[Фрагмент текста]

Столь стремительный карьерный рост не был сугубой особенностью МВД, ибо многие чиновники начинали свою службу в иных ведомствах. Однако возросшее давление на государственный аппарат, и особенно на министерства, после Крымской войны (и последовавшего вскоре освобождения крестьян) отразилось значительным увеличением числа «ускоренных» повышений в валуевский период (1861–1868). Хроническая нехватка квалифицированных управленцев не могла быть восполнена лишь за счет постепенного притока очередного поколения выпускников элитных заведений. Предъявляемые министерству требования возрастали почти что в геометрической прогрессии, отчего министры предпочитали все более избирательно придерживаться формальных аспектов «Устава о службе гражданской».

Существовали и еще два момента, дававшие министрам известную свободу маневра применительно к излишнему формализму закона, требовавшего соответствия чина классу занимаемой должности. Прежде всего, министерский служащий мог занимать должность на два класса выше своего чина. Подобное решение оставлялось за министром и принималось «по [его] усмотрению действительной нужды». Можно было к тому же произвести сотрудника в чин классом выше занимаемой им должности, что позволяло в случае «нужды» назначить его и на еще более высокую должность. Более того, отнюдь не обязательно было юридически утверждать сотрудника в должности, чтобы тот мог отправлять должностные обязанности. В формулярных списках тут и там фигурируют «исправляющие должность». Такие особенности исполнения положений о гражданской службе помогают лучше понять завидную карьерную динамику успешных министерских чиновников: получив временное повышение, они и далее продолжали движение в том же направлении, не застревая на среднем уровне и уже более не спускаясь вниз [Свод законов 1857, 3: 360–369, 556]. Словом, для карьерного роста, по крайней мере в МВД, «временные нужды» являлись непреложным условием.

[/Фрагмент текста]

● Вопросы для ответа:
a: Перечислите все слова и выражения, которые во фрагменте о карьерном росте чиновников МВД заключены в кавычки-«елочки».
b: Допишите следующую часть фрагмента о карьерном росте чиновников МВД, продолжив его с того места, где он заканчивается.

[Исследуемые данные]

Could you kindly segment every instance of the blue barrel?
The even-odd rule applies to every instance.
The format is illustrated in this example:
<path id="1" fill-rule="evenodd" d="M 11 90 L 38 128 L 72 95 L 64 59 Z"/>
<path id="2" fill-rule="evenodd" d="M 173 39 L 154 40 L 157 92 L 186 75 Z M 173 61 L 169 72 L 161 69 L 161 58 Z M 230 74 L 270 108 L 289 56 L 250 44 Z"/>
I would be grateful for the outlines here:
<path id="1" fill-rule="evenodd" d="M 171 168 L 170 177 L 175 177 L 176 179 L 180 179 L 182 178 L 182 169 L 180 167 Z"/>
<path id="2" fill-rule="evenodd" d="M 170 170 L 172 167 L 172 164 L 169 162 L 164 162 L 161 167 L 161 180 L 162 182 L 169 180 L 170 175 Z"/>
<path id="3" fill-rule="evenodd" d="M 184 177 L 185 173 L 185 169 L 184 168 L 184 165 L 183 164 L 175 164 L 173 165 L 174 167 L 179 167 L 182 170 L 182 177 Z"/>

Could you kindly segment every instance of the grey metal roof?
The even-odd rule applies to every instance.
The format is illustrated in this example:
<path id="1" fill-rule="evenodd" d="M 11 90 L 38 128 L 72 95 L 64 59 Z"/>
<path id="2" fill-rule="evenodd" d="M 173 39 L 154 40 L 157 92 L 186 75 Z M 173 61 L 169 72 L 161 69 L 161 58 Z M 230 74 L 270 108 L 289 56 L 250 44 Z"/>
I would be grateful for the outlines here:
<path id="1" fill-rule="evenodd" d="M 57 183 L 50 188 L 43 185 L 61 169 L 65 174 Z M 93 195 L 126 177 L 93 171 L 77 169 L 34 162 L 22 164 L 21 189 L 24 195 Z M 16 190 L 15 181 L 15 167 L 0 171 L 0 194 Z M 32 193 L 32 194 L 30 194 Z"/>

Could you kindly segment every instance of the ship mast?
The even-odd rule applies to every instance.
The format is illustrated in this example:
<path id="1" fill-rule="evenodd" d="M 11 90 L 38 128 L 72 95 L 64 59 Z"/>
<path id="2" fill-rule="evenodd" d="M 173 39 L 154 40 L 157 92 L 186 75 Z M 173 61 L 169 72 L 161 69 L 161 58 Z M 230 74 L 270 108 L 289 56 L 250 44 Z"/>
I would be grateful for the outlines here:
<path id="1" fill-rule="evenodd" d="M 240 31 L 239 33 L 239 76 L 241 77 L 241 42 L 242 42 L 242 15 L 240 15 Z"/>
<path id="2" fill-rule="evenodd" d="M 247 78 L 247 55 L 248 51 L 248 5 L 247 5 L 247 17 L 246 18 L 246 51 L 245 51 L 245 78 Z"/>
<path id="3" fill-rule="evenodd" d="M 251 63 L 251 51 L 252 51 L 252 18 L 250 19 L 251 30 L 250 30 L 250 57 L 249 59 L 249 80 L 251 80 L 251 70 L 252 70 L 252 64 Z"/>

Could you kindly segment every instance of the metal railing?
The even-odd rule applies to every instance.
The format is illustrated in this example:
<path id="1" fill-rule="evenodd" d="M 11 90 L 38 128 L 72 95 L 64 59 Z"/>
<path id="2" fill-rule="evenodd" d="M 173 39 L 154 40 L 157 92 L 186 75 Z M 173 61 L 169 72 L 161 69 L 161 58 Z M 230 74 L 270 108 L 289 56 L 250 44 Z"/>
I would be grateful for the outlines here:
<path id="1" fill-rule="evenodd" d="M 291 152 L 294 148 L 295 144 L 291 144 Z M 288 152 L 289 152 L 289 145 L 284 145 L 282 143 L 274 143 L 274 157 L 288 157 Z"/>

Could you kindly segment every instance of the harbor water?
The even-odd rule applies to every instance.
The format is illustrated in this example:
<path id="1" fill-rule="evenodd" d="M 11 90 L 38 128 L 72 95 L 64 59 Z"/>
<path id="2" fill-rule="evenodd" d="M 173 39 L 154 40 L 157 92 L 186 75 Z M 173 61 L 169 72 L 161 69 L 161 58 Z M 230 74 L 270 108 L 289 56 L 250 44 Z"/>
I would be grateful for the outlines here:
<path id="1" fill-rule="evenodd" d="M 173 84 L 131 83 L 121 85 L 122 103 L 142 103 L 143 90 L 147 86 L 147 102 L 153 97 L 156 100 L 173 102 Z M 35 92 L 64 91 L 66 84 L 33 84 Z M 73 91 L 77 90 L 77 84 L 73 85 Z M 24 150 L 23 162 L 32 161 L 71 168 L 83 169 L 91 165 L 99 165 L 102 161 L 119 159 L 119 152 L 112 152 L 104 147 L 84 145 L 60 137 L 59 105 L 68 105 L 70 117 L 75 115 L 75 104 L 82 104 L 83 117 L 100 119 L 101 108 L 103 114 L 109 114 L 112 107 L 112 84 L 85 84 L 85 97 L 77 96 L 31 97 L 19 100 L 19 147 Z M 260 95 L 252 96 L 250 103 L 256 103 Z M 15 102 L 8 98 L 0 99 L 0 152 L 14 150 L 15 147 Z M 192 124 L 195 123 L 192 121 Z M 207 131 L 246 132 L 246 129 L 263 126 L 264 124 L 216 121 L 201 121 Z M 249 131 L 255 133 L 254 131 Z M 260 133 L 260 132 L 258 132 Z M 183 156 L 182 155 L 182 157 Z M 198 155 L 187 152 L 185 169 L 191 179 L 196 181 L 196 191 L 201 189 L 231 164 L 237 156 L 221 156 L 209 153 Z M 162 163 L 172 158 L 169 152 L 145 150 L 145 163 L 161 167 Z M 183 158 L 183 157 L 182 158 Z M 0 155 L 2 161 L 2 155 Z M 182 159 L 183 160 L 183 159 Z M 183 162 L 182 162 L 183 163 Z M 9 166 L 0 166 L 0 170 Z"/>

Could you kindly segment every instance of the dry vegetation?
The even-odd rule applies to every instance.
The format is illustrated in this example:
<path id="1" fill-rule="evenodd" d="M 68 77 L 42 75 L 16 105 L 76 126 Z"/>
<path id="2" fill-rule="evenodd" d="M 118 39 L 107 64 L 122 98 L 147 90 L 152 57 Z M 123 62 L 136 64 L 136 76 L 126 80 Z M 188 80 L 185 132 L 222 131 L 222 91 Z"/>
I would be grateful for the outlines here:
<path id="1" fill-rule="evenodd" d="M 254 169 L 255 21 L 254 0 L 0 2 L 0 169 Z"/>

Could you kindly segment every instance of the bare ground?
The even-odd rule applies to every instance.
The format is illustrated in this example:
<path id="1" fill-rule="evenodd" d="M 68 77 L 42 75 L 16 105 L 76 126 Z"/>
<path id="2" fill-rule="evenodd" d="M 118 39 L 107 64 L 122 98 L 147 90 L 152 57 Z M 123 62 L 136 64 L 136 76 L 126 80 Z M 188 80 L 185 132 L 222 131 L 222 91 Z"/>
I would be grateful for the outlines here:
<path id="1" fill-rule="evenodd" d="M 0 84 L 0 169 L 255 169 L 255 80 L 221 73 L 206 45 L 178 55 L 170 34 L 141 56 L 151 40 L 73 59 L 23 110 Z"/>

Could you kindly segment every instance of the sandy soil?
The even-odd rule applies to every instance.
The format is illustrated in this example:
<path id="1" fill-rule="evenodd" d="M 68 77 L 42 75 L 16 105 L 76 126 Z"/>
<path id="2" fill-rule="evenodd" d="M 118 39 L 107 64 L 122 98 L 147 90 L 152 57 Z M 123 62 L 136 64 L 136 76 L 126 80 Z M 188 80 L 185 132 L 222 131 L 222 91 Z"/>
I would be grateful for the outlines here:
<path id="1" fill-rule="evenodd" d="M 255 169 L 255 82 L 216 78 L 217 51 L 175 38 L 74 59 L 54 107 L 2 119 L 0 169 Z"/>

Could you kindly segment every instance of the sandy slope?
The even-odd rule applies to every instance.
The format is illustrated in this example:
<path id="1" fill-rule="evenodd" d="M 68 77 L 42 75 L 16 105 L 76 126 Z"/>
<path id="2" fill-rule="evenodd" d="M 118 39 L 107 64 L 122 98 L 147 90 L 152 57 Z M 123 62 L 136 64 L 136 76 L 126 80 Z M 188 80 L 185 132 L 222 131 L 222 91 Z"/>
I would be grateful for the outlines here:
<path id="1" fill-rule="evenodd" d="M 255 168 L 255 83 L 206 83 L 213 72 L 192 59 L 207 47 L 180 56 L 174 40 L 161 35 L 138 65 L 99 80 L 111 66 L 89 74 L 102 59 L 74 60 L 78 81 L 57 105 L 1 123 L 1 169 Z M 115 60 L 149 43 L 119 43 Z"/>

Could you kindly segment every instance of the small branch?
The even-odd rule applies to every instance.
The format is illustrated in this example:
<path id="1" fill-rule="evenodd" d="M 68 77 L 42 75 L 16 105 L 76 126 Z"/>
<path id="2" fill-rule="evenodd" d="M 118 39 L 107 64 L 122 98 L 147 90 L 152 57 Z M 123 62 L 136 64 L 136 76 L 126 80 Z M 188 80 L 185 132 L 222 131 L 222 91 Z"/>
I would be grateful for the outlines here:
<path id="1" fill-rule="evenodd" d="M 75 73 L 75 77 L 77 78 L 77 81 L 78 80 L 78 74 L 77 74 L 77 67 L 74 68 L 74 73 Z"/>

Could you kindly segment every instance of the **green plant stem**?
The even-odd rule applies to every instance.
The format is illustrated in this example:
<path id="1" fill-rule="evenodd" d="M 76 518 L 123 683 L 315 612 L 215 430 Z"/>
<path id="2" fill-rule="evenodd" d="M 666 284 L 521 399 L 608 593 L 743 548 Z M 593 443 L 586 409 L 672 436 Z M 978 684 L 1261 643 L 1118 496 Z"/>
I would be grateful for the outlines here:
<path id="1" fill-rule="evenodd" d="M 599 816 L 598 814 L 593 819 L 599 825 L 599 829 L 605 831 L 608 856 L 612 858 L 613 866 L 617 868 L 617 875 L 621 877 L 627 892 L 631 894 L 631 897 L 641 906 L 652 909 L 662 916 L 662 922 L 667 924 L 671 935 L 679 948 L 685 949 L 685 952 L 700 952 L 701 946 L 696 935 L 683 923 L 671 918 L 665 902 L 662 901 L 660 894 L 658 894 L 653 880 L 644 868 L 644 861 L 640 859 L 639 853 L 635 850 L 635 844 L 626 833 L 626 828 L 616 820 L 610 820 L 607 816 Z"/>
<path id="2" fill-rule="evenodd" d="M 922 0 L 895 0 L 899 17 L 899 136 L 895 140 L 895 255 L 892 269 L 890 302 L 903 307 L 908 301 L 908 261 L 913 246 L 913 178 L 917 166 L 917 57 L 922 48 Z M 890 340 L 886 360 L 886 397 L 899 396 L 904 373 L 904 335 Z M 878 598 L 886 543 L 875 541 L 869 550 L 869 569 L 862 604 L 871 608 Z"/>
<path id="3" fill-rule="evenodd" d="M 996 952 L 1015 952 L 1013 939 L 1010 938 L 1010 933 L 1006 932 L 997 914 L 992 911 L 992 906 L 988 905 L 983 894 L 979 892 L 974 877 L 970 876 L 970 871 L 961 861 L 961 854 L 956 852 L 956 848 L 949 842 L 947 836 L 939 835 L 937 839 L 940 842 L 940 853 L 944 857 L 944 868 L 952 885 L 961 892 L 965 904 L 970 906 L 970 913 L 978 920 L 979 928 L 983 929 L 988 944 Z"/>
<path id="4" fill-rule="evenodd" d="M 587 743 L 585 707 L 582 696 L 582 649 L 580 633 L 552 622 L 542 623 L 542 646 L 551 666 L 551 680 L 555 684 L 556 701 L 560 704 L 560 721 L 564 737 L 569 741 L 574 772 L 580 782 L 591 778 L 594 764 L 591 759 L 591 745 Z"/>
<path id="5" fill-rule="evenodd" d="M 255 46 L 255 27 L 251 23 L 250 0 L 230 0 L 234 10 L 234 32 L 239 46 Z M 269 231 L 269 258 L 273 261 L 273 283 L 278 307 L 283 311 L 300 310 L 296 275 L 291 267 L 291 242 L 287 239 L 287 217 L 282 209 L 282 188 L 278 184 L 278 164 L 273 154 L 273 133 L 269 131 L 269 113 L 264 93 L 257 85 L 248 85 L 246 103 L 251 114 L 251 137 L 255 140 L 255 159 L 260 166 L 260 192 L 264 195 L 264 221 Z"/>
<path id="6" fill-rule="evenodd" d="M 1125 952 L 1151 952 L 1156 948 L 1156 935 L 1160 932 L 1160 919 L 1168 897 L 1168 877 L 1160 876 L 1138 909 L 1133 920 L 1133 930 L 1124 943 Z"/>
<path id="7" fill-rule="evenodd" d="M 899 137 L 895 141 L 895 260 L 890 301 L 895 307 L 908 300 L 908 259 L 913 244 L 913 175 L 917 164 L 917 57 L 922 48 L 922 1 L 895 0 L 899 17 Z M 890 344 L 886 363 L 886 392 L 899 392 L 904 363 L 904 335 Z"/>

[/Исследуемые данные]

● Ответы на задания:
a: «ускоренных», «Устава о службе гражданской», «по [его] усмотрению действительной нужды», «нужды», «исправляющие должность», «временные нужды»

b:
Но и это было еще не все: формулярные списки рассказывают о повышениях, нарушающих даже столь гибкие правовые нормы. Так, в ряде случаев чиновники целых пять раз повышались в звании за всего лишь пятилетний период. Подобные действия в обход замысловатого законодательства Российской империи вряд ли были чем-то исключительным для осуществлявших их министров. Стремясь достичь сколь-нибудь осязаемой эффективности или хотя бы для начала заручиться проверенными людьми, способными затем реализовать намеченный курс, министр, чье собственное положение было подчас весьма шатким, продвигал «умелых и заслуживающих доверия» сотрудников, которые могли бы содействовать достижению его политических целей. Такова была единственная альтернатива планомерной деятельности и штатным изменениям правительственных институций, не особенно реалистичным в правление Александра II[313]. Изнутри самой системы происходило давление, направленное на продвижение квалифицированных кадров, в особенности если те не имели политических амбиций либо были сторонниками режима. Впоследствии Лорис-Меликов постарается решить связанные с подобным подходом проблемы, призвав следовать новому бюрократическому духу в преддверии окончания Великих реформ.